Point localization data
..........

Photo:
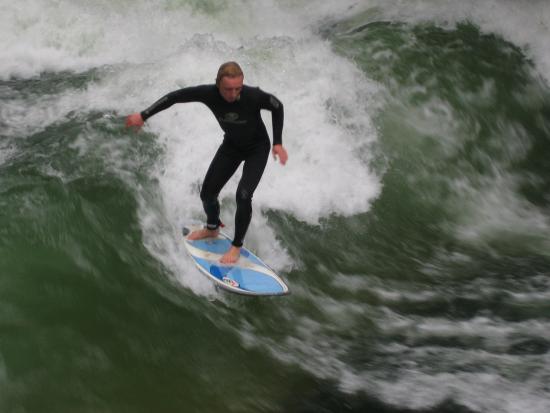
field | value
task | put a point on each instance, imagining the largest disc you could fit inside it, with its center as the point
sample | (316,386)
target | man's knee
(244,197)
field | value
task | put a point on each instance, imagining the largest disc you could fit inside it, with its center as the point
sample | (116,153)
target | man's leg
(222,167)
(254,166)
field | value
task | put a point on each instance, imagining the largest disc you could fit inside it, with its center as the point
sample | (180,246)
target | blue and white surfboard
(248,276)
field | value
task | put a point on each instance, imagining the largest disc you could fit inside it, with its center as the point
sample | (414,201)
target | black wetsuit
(245,139)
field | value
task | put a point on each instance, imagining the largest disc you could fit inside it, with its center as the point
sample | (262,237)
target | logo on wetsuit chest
(232,117)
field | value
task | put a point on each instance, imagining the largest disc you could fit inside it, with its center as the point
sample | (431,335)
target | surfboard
(248,276)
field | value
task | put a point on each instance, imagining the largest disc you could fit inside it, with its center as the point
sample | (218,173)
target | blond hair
(228,69)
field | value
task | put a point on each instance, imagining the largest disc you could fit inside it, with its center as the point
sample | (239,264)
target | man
(237,109)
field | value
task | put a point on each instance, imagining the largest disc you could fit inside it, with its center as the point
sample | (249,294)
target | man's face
(230,88)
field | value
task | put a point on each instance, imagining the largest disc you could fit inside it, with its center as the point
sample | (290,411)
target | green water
(434,298)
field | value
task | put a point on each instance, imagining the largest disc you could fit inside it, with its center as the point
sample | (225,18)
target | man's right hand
(134,120)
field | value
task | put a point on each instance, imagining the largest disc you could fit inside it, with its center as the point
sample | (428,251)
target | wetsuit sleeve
(271,103)
(188,94)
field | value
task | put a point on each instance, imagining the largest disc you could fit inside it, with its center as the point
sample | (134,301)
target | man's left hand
(280,151)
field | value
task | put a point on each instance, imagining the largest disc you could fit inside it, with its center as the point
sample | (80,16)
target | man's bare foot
(203,233)
(231,256)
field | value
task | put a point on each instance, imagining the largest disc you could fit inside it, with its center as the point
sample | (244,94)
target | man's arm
(188,94)
(274,105)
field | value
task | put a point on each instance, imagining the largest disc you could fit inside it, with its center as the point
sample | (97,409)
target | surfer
(237,109)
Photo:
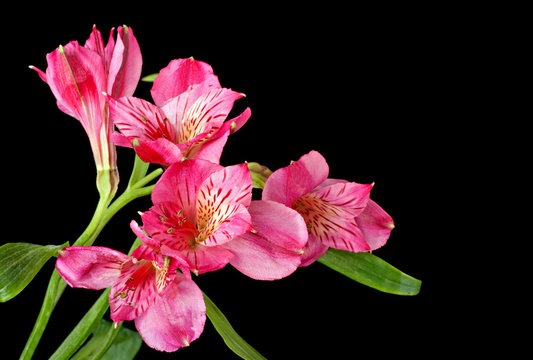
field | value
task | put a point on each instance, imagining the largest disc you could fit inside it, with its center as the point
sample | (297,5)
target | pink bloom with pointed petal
(188,120)
(202,214)
(167,306)
(77,76)
(338,213)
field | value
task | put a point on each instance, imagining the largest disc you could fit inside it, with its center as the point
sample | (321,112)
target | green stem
(86,325)
(56,286)
(80,333)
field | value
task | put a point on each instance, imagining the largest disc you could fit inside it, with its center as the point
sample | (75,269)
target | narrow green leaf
(371,271)
(125,347)
(259,174)
(19,264)
(139,171)
(110,343)
(88,323)
(228,334)
(150,78)
(84,328)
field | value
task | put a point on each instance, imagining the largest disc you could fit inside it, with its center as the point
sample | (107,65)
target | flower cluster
(203,216)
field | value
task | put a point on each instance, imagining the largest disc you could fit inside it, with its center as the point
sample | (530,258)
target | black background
(368,88)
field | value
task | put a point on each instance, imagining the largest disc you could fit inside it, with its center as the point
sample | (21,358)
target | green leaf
(110,343)
(88,323)
(84,328)
(228,334)
(371,271)
(19,264)
(150,78)
(259,174)
(139,171)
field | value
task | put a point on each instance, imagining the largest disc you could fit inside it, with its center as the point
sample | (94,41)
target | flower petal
(200,259)
(219,200)
(180,183)
(183,75)
(125,65)
(176,318)
(331,223)
(375,224)
(134,291)
(76,76)
(90,267)
(274,249)
(209,150)
(350,197)
(289,183)
(159,151)
(227,222)
(207,113)
(312,251)
(139,119)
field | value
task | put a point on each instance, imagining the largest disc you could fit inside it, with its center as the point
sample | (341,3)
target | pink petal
(274,249)
(351,197)
(209,150)
(134,291)
(76,76)
(200,259)
(120,140)
(207,113)
(96,43)
(289,183)
(160,151)
(222,201)
(375,224)
(126,64)
(180,183)
(226,223)
(139,119)
(333,225)
(176,318)
(90,267)
(145,239)
(183,75)
(41,74)
(236,123)
(312,251)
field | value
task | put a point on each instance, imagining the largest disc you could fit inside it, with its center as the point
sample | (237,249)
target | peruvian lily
(202,214)
(338,213)
(167,306)
(188,119)
(77,76)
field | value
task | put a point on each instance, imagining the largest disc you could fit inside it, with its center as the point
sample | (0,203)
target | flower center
(161,278)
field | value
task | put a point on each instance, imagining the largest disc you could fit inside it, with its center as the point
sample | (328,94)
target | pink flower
(338,213)
(167,306)
(203,214)
(188,121)
(77,76)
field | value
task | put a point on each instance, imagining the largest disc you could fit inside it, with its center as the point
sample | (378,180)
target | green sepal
(139,171)
(371,271)
(259,174)
(233,340)
(19,264)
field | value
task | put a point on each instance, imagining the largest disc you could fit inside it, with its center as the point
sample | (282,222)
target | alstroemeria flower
(338,213)
(202,213)
(77,76)
(167,306)
(188,119)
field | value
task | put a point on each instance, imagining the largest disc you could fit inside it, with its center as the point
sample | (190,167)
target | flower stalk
(105,210)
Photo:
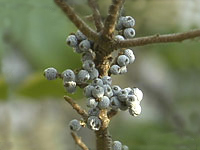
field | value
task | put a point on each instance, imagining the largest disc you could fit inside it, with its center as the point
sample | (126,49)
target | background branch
(167,38)
(78,22)
(78,141)
(75,106)
(96,14)
(111,19)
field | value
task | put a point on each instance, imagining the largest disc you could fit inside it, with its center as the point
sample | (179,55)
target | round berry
(94,123)
(115,103)
(68,75)
(72,41)
(80,36)
(88,91)
(91,102)
(88,65)
(83,76)
(129,33)
(98,91)
(123,60)
(138,93)
(104,102)
(74,125)
(117,145)
(128,22)
(116,89)
(70,86)
(119,38)
(85,45)
(50,73)
(130,55)
(94,73)
(107,90)
(107,80)
(115,69)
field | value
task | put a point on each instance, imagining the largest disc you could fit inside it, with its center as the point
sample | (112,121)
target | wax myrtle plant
(103,99)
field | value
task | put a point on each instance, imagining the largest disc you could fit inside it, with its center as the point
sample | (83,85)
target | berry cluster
(99,91)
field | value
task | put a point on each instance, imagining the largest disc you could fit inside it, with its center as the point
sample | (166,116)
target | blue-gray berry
(97,81)
(98,91)
(91,102)
(122,60)
(116,89)
(72,41)
(94,123)
(128,22)
(117,145)
(74,125)
(115,103)
(88,91)
(115,69)
(94,73)
(104,102)
(80,36)
(119,38)
(68,75)
(88,65)
(70,86)
(50,73)
(83,76)
(130,55)
(107,80)
(107,90)
(122,95)
(129,33)
(85,45)
(123,70)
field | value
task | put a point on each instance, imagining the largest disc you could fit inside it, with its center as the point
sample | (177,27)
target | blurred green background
(33,114)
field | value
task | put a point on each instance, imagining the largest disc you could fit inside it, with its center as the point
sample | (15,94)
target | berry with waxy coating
(94,73)
(68,75)
(129,33)
(98,91)
(70,86)
(107,90)
(115,69)
(83,76)
(80,36)
(116,89)
(85,45)
(72,41)
(107,80)
(50,73)
(94,123)
(104,102)
(128,21)
(88,65)
(91,102)
(138,93)
(130,55)
(117,145)
(74,125)
(123,60)
(115,103)
(88,91)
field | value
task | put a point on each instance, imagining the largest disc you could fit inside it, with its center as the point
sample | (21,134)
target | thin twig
(166,38)
(79,142)
(75,106)
(111,19)
(96,14)
(78,22)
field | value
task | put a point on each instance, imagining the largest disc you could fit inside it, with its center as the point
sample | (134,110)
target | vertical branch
(96,14)
(78,22)
(111,19)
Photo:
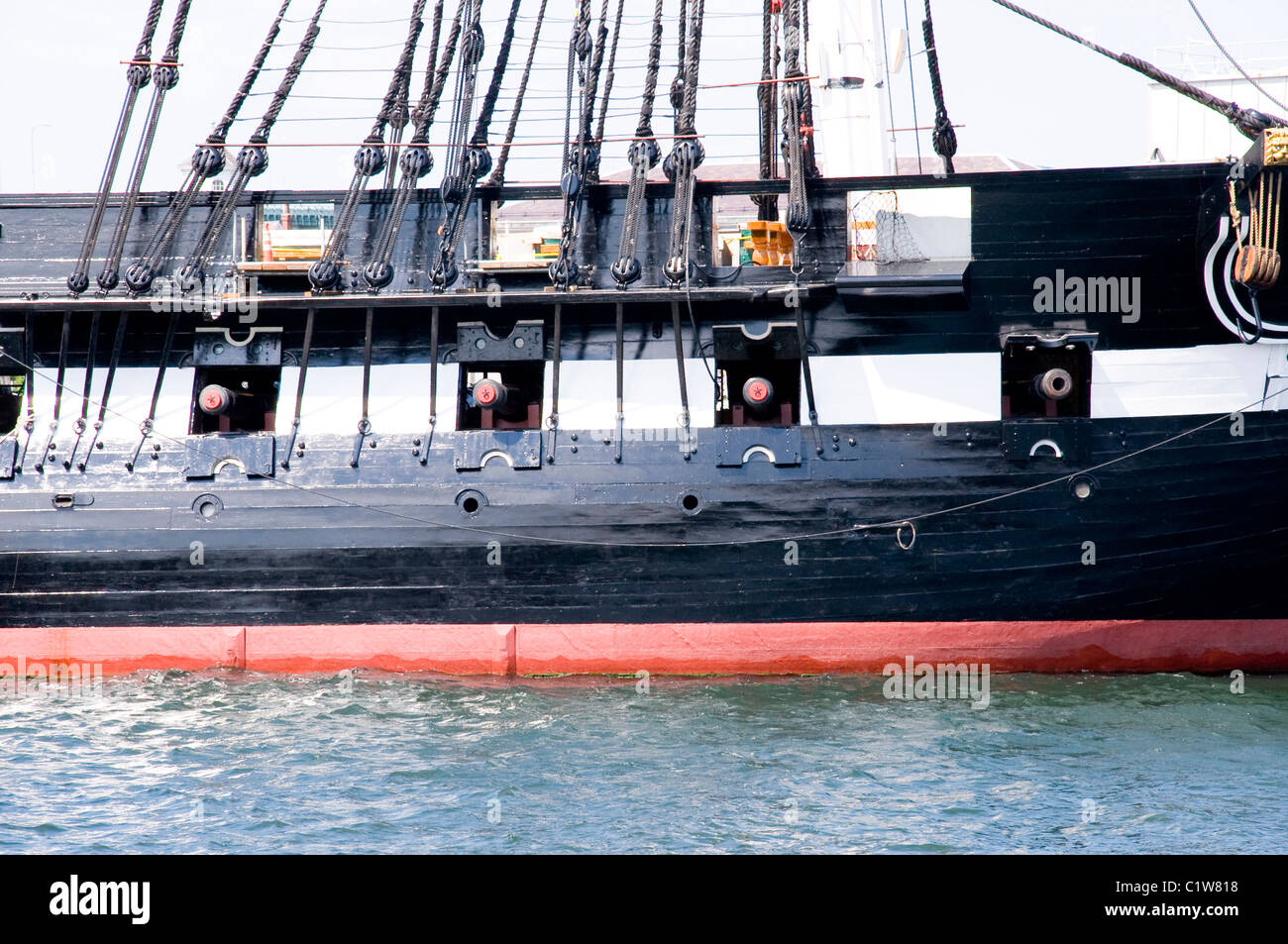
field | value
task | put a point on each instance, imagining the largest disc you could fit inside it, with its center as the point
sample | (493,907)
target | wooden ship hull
(1041,441)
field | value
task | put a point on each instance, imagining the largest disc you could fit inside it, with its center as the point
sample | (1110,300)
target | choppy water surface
(237,763)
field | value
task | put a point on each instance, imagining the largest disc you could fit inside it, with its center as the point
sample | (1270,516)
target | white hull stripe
(861,389)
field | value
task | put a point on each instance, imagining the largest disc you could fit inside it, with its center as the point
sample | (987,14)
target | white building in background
(1181,130)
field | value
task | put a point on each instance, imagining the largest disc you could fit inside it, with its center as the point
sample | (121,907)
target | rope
(944,137)
(643,156)
(767,97)
(498,171)
(799,214)
(777,539)
(370,158)
(119,346)
(147,425)
(81,421)
(1248,121)
(299,386)
(252,161)
(468,161)
(416,161)
(1234,62)
(912,85)
(687,154)
(163,77)
(58,390)
(608,90)
(136,77)
(207,161)
(576,157)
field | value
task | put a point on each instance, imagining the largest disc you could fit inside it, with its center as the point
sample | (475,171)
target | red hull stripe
(1122,646)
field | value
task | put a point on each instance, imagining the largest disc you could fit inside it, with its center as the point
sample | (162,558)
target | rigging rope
(416,161)
(576,156)
(81,421)
(1249,121)
(373,157)
(468,162)
(137,76)
(799,214)
(687,153)
(592,168)
(252,161)
(643,156)
(1234,62)
(944,137)
(833,532)
(767,102)
(206,162)
(498,170)
(163,77)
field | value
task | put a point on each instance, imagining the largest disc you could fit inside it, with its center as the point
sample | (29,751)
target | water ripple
(368,763)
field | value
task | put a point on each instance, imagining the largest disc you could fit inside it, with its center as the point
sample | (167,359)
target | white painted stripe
(859,389)
(1179,381)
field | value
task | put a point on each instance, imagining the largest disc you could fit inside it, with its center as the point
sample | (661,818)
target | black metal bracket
(252,452)
(520,449)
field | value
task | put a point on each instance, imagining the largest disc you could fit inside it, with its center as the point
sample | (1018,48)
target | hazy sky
(1014,88)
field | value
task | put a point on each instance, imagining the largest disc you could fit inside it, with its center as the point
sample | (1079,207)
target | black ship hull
(1134,541)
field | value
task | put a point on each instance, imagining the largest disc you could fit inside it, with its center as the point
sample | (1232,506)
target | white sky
(1014,88)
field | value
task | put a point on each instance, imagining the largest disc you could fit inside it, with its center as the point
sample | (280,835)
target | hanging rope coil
(207,161)
(137,77)
(1257,264)
(252,161)
(643,156)
(372,157)
(944,138)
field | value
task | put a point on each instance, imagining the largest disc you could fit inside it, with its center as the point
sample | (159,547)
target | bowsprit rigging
(576,154)
(207,161)
(137,77)
(1249,121)
(252,161)
(163,77)
(372,157)
(643,156)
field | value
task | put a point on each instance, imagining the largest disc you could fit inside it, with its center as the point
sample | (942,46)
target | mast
(850,98)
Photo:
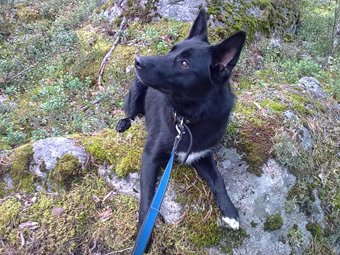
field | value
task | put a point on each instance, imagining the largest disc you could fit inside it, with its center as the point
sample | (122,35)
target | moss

..........

■ **TASK STATEMENT**: Look above for the line holding "target | hazy sky". Print it and every line after it, exactly, through the line holding "sample | (159,547)".

■ **SOLVED EXERCISE**:
target | hazy sky
(1014,88)
field | value
task | put a point on each instance, imagining the largest disc you could fit inside it, with its center as the point
sample | (1079,207)
target | black ship hull
(1134,541)
field | value
task | put a point on each instance, imagining the largest disc you could fit inside it, with its center as the point
sample | (1232,506)
target | white sky
(1014,88)
field | value
task | put a point on each instance, imagining the largest disc you could fit inside it, with its center as the point
sample | (280,835)
target | hanging rope coil
(207,161)
(137,77)
(1257,264)
(252,161)
(643,156)
(372,157)
(944,138)
field | value
task | put a point on each instance, imagining the largest disc you could fit inside it, with its center as the point
sample | (159,547)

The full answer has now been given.